= Beginning of Section =
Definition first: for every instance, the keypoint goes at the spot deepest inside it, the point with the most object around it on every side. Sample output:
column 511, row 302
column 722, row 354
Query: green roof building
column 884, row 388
= End of Section =
**Instructions for the task**
Write every line of the entries again, word for word.

**Response for this exercise**
Definition first: for every instance, the keypoint goes at the spot deepest inside it, the point with the most object around it on every side. Sample output:
column 511, row 302
column 722, row 354
Query: green roof building
column 884, row 388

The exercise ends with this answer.